- Work instruction -
Keeping each line exactly as it is, output all of the records.

----

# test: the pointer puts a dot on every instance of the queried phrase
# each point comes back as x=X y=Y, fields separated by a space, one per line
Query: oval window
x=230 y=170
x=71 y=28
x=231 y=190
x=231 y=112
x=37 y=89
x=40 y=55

----

- Solution to the exercise -
# test: the pointer puts a dot on every instance of the queried phrase
# each point comes back as x=X y=Y, fields separated by a space, one per line
Query: oval window
x=230 y=170
x=71 y=28
x=231 y=190
x=231 y=112
x=37 y=89
x=40 y=55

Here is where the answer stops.